# GIVEN EXERCISE
Print the data exactly as it is given, please.

--------

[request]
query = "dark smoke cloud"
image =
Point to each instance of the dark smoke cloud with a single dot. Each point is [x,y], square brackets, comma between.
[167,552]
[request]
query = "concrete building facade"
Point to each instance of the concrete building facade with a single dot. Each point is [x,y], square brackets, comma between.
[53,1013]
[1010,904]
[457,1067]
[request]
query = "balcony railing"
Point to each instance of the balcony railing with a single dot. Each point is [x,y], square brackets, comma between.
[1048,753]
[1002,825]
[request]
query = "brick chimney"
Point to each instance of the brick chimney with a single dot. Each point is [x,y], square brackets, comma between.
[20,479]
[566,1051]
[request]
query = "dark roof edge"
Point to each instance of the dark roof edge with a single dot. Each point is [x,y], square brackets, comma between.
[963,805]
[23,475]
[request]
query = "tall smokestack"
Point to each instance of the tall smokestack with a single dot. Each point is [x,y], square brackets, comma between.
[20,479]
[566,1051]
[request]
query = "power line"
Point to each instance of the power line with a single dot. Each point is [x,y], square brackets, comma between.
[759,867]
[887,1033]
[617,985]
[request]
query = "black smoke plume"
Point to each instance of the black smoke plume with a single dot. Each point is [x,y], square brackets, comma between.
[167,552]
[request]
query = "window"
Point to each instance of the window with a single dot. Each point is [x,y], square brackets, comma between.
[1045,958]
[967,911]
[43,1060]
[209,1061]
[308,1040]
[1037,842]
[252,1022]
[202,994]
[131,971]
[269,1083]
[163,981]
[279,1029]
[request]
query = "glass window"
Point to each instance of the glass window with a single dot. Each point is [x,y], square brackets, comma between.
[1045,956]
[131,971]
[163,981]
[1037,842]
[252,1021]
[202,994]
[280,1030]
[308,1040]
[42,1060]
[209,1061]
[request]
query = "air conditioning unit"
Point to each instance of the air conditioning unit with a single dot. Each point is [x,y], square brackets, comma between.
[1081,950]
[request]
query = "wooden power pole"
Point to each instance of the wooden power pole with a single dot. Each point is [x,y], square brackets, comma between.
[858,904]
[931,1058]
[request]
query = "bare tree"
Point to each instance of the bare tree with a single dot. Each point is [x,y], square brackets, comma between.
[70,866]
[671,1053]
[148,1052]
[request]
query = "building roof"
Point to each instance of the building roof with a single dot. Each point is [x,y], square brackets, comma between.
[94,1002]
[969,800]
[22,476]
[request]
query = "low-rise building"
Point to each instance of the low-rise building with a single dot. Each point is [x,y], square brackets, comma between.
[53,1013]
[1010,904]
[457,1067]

--------

# RESULT OF THIS EXERCISE
[request]
query = "dark smoke cloud"
image =
Point to each instance of the dark smoke cloud with a single dot. Each point is [x,y], square brackets, comma between.
[167,552]
[request]
query = "concrete building facade"
Point to each instance of the concrete building facade with a single dot. Each point is [x,y], square brackets, comma between.
[53,1013]
[1010,904]
[457,1067]
[request]
query = "balcony railing"
Point to each instance of the balcony railing with a single dot. Each point is [x,y], square brackets, comma between.
[1048,753]
[1002,825]
[request]
query = "brick chimney"
Point to each instance of the brick chimney with a single dot. Each point is [x,y], square brackets, comma between.
[20,479]
[566,1051]
[request]
query = "dark roof edge"
Point to each instance of the dark roof edge with a single dot. Each point is [x,y], square brackets, comma between.
[963,805]
[23,475]
[request]
query = "tall smokestack"
Point to each instance of the tall smokestack with a single dot. Each point is [x,y], square brackets, comma between.
[20,479]
[566,1051]
[request]
query = "power line"
Point to each instance of the power line with a single dot. Each point is [x,y], square brackets, comma between.
[759,867]
[887,1033]
[617,985]
[request]
query = "black smoke plume"
Point to each instance of the black smoke plume with a single dot. Each point is [x,y], square brackets, comma between.
[167,552]
[request]
query = "window"
Point to each instance of the window with a single dot. Each point is [x,y], square brackets, comma between.
[1045,958]
[967,911]
[43,1060]
[209,1061]
[308,1040]
[1037,842]
[252,1022]
[202,994]
[131,971]
[269,1083]
[163,981]
[279,1029]
[request]
query = "glass window"
Point to each instance of the glass window with a single dot. Each point is [x,y], square brackets, comma between.
[1045,956]
[131,971]
[163,981]
[1037,842]
[252,1021]
[202,994]
[280,1030]
[308,1040]
[42,1060]
[209,1061]
[request]
query = "air conditioning unit"
Point to each instance of the air conditioning unit with a single dot. Each point is [x,y], square brackets, comma between.
[1081,950]
[request]
query = "wooden power pole"
Point to each instance of the wooden power pole with a single dot. Each point is [x,y], square brackets, comma between.
[858,904]
[931,1058]
[request]
query = "bare tree"
Point to each instance of the bare tree with a single dot. Each point is [x,y], square brackets, comma between.
[70,866]
[671,1053]
[148,1052]
[request]
query = "building roof"
Point to each instance of the building roof with a single dot. Each point is [x,y], square brackets, comma between.
[94,1002]
[969,800]
[22,476]
[request]
query = "low-rise building"
Point to each instance of the low-rise building with a single dot. Each point is [x,y], square brackets, comma between.
[53,1013]
[1010,904]
[457,1067]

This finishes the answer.